▶ _Extract provided_:
-.-.-

Personnel, cable TV discussed in Toronto
TORONTO — Toronto Council Monday discussed updating the city’s personnel policies and heard from the manager of the local cable television provider.
Plans were made for the city’s planning commission to review its table of organization, which outlines the number of staff in each department, their duties and hours.
Council President Frank McEwen said another committee may be formed to address personnel issues specifically, but the planning commission will be charged with the task for now.
Council members hope to resolve various issues, including positions left vacant in the months since the pandemic began and city officials have strived to spend cautiously in anticipation of less revenue.
Among the vacancies is that of the city’s services director, which hasn’t been filled since the retirement of Alex Porreca last year. Water Superintendent Tim Miller, who has served also as assistant services director, noted the situation has put him in the awkward position of being his own boss. Rod Henry, the city’s recreation director, also has noted the planned year-long operation of the city’s new recreation center will require more staff hours.
In other business, Bob Loveridge, general manager of Jefferson County Cable, asked to speak to council about the AT&T Sportsnet channel being dropped from the company’s offerings.
Loveridge said while his office has received few phone calls, he’s aware of complaints being voiced on social media and wished to address them.

-.-.-

▶ _Excerpted records_:

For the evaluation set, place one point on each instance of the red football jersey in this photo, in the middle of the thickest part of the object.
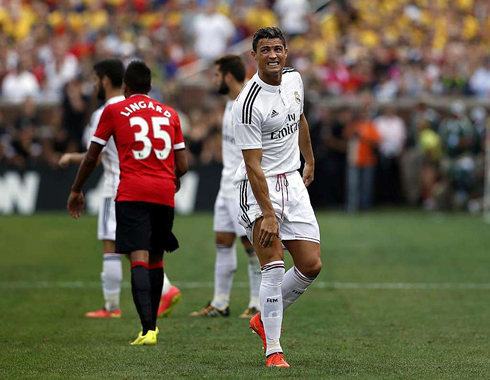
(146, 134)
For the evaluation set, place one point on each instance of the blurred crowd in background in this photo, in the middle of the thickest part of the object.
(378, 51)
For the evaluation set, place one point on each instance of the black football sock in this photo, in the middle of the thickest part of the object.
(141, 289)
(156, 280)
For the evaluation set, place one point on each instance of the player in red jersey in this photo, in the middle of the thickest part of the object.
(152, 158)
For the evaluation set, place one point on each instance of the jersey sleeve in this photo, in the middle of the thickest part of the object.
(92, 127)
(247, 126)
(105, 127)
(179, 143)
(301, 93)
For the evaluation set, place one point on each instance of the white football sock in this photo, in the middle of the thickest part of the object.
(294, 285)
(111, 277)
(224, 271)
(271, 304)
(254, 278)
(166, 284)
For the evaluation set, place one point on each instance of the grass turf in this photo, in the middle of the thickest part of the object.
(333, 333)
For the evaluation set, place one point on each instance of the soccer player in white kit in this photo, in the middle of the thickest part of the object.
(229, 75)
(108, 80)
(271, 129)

-.-.-

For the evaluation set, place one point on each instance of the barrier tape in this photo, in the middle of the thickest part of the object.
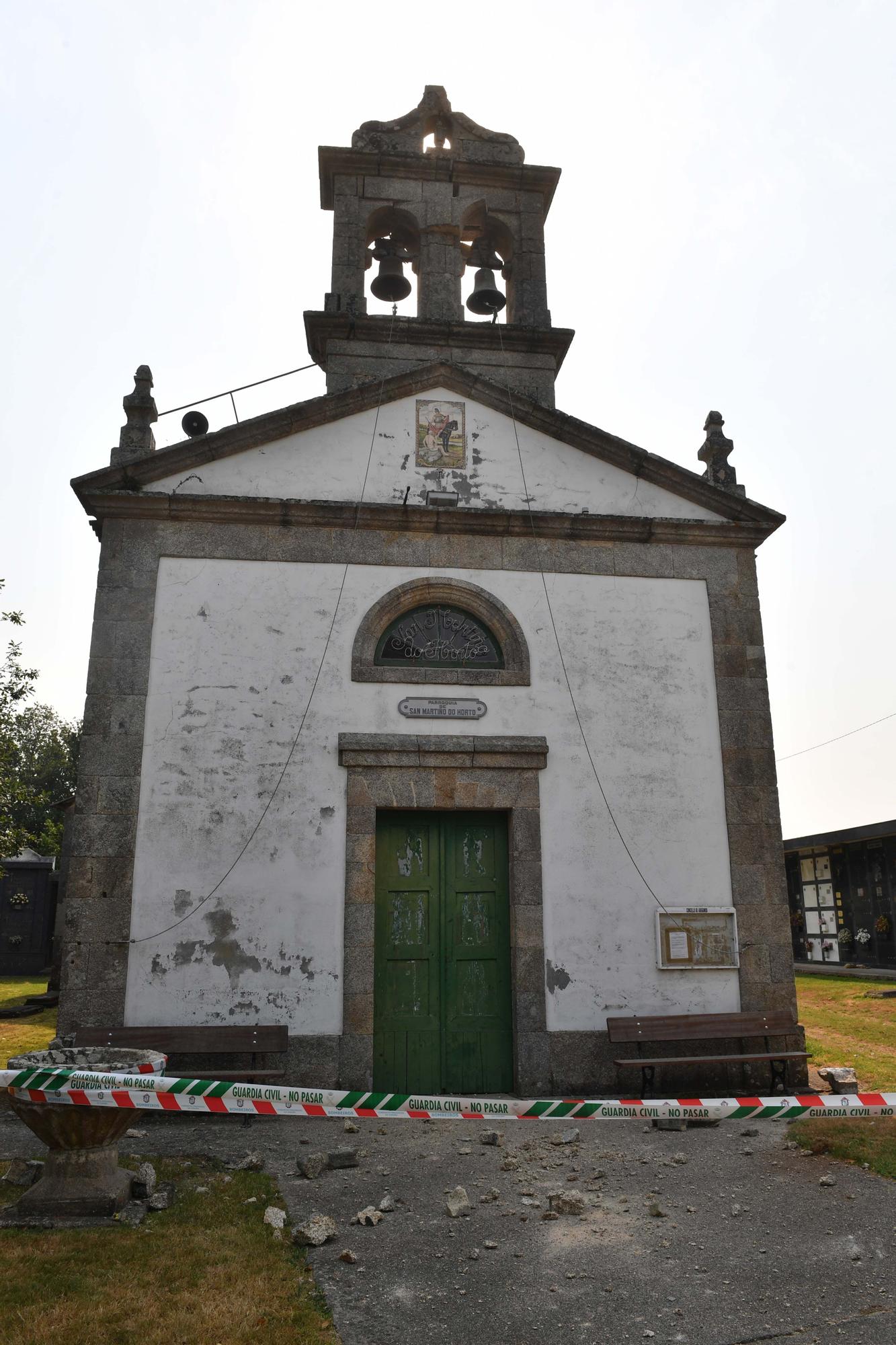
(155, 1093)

-.-.-

▶ _Brief_: From the Toronto council article, return everything from "Council members hope" down to "of less revenue.", copied word for word.

▶ _Expected answer_:
Council members hope to resolve various issues, including positions left vacant in the months since the pandemic began and city officials have strived to spend cautiously in anticipation of less revenue.